*** Opening Source text ***

The word comorbidity refers to the simultaneous presence of two persistent health issues or more happening simultaneously with the first issue. Hearing loss, is the third most common medical condition in the US and has been connected to other health issues, some of which I've already mentioned early.
The connection between untreated hearing loss and development of dementia and Alzheimer's disease is clear.
The famous John C. Hopkins University study reflects that people who put off getting their hearing loss corrected may increase their risk of developing Alzheimer's disease by 100%, to 200%, to even 500%, if they are 65, 75 or 85 or older, respectively . . .
Remember you hear with your brain, not your ears. Hearing loss, filters out important sounds making speech unclear, confusing the brain. This confusion increases stress on your brain’s cognitive load forcing it to "guess", which adds to the deterioration of nerve's pathways.
In 2011, researchers at Johns Hopkins University discovered hearing loss and dementia are connected, as more stress from straining to hear increases your cognitive load this can speed up your natural, age-related cognitive decline.
Researchers monitored 639 subjects over 12 to 18 years, recording their cognitive and hearing abilities, and found that the worse the initial hearing, the higher the risk for developing dementia.
On the other hand, a 2011, a Japanese study, discovered people who corrected their hearing loss earlier with properly fit hearing aids, experienced an improvement in their cognitive ability.
Leading doctors are recommending more often now, that before you assume anyone may have Alzheimer's disease or dementia, get their hearing checked first. It may not be dementia at all, it just may be a chronic hearing loss needs to be addressed.
I am amazed how many people we see, where their family and friends were convinced they were experiencing early onset of Alzheimer's disease or dementia and all it was was a hearing loss. Hearing aids can help you "turn the lights back on", so to speak, by simply lessening the brains stress levels and restoring a sense of environmental awareness again.
Heart disease is the number one medical condition in the US, and it is also connected to hearing loss. Your circulatory system is vital your your hearing and nervous system, and as we've seen you need both to hear. High blood pressure and restricted circulation can further damage your hearing. Hearing loss have been connected to people suffering from cerebrovascular and/or cardiovascular disorders, as well as smokers. Often doctors are connecting hearing loss to medical problems with the cerebrovascular and cardiovascular systems.
For example, diabetes is also medically linked to hearing loss. Because diabetes triggers higher blood sugar levels it can lead lead to stroke, heart attack, or hypertension.
Cancer are also connected to hearing loss, due to the ototoxic (“poisoning of the ear”) drugs used in chemotherapy. For example, Cisplatin, a chemotherapy drug, has 69% ototoxicity at even tiny doses. Chemotherapy permanently damages your inner ear nerve cells. Always tell your doctor if you suspect your hearing is getting worse from your chemotherapy. There are several drugs that are poisonous to your ears, such as antibiotics and diuretics.

*** Closing Source text ***
*** Opening Recorded data ***

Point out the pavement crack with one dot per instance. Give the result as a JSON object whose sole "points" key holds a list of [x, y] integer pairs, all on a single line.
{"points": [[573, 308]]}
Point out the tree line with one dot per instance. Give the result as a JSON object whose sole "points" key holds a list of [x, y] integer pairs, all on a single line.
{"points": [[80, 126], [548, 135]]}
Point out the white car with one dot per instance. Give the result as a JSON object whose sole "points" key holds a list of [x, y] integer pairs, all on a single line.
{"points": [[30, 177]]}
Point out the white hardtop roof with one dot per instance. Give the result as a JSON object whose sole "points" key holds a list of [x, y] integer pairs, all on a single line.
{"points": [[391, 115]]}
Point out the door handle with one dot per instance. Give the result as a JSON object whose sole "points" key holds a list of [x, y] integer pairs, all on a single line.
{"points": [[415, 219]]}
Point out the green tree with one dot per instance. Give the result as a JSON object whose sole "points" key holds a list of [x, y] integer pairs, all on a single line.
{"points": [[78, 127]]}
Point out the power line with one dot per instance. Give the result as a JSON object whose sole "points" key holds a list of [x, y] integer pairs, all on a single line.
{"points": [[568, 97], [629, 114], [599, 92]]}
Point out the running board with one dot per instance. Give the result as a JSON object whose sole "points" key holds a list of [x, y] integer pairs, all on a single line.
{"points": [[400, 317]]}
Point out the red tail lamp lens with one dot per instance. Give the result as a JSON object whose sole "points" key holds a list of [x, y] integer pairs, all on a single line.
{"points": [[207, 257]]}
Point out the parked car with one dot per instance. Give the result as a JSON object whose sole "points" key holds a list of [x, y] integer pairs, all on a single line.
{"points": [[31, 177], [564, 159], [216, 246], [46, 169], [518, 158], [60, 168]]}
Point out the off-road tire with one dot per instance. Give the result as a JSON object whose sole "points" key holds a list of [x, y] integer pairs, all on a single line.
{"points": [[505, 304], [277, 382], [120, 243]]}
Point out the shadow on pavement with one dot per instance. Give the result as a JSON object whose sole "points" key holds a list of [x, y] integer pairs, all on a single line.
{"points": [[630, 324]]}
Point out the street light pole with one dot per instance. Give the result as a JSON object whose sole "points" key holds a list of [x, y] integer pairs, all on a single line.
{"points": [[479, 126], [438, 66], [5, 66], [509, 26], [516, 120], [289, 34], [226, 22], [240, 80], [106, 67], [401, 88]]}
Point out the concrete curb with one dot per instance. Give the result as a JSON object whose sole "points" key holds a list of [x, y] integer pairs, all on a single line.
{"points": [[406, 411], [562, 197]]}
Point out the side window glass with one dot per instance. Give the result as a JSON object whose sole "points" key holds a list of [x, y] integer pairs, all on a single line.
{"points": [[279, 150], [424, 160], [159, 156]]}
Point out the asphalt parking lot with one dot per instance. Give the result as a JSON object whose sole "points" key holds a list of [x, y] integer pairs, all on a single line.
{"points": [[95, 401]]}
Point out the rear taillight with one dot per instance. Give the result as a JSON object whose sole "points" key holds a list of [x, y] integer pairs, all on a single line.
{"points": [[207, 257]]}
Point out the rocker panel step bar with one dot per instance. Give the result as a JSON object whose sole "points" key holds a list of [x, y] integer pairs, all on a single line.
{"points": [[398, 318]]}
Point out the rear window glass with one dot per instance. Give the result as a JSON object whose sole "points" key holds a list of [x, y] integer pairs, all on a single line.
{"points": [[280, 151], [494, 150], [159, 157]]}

*** Closing Recorded data ***

Problem to solve: Continue the passage on hearing loss and its links to other health conditions, starting right after its final sentence.

Task result:
Hearing loss has also been connected with depression, because social isolation is a factor for people who procrastinate correcting their hearing loss. As you know, prolonged hearing loss weakens speech recognition skills and the ability to understand speech in background noise, making you more likely to avoid social groups . This isolation and withdrawal from friends, family, and community.
Untreated hearing loss may also cause higher levels of stress and anxiety., which inevitable will lead to depression. Properly correcting your hearing loss early on keeps nerve pathways for speech recognition healthy, while keeping you connected with your loved ones.
Many of the causes of senior citizens falling and injuring themselves are preventable.
Doctors routinely advise their older patients to excercise, have their vision checked. And monitor whether their medications are causing dizziness. In addition to these known factors to falling is untreated hearing loss, which has been connected in several studies to a significant increase in risk of falls. This information needs to be shared widely with people older than 65, along with encouragement to seek treatment for hearing loss as a part of an overall strategy to protect quality of life.
USNews published a study in 2012, stated people with even a mild hearing loss (a 25-decibel hearing loss) were three times more likely to have a history of falling than those with no hearing loss. Every additional 10 decibels of hearing loss meant an increased 1.4-fold risk of falling.
1) People who can't hear well have less awareness of their environment.
2) Cognitive load increases for people suffering from untreated hearing loss. The brain can be overwhelmed with demands on limited ability to keep their balance and gait, while straining to hear and process what they hear.
3) Cochlear disorders may include vestibular dysfunction, leading to poor balance.
The connection between hearing loss and increased chance of falling is concidered clinically significant.